I actually talk about this in the book. So, usually, I expect that a team that practices continuous deployment doesn't go over, let's say, the famous, two pizza rule. So I wouldn't like to see a team of over, eight, ten, maybe twelve people perform continuous deployment just because, at that point, you have so many commits going in production that, it's kind of easy to lose track of, you know, what's in the pipeline at any given time.

So you need a reasonably sized team. Now what do you do if, your company is really big? Well, that's why architectures like microservice architectures are really helpful because then every unit of software is independently deployable, and it can be overseen by one reasonably sized team. In fact, I wouldn't maybe recommend continuous deployment to, say, a startup that has a a very, very big monolith that is just starting to break it into pieces because then you have a team that is simultaneously big and a unit of software that is not independently deployable. You might have some issues there. But in companies that are already established or perhaps very small companies with just one team that is really small, then that's usually, a very fair scenario for continuous deployment.

Yeah. I mean, you yeah. You talk about, basically, yeah, scaling up one system and one team at a time. I I must observe, though, more than ten years ago, I think Facebook talked about how they want people on their first day to commit to production, and they famously have a very large monolith. I guess they're a bit of a special case, but, yeah, certainly, it seems more approachable to do it like you suggest of, yeah, two pizza team, understandable system, and, though, you can kind of you just redeploy there and take accountability for the effect you're having on that system that you own.

Yep. I have another question, actually. Thank you as well from other audience member for writing in. So Armira says, I think it's a clarifying question. So instead of review before deployment, so instead of the Azure Shore being on staging or whatever, you have review as part of the commit process.

(Stored data entries)

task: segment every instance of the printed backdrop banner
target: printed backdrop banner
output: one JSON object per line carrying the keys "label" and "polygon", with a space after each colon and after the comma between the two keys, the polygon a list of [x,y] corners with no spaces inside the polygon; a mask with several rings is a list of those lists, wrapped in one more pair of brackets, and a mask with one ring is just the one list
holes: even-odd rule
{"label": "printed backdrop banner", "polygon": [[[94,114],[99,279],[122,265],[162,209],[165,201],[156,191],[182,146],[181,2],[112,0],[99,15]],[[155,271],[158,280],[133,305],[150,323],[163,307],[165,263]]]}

Problem requirements ::
Answer these three questions from the continuous deployment transcript.
1. What rule does the speaker name when describing the size of a team that practices continuous deployment?
2. Which type of architecture is described as helpful when a company is really big?
3. Which company is said to have talked, more than ten years ago, about people committing to production on their first day?
The data plays no part in this exercise.

Response ::
1. The two pizza rule.
2. Microservice architectures.
3. Facebook.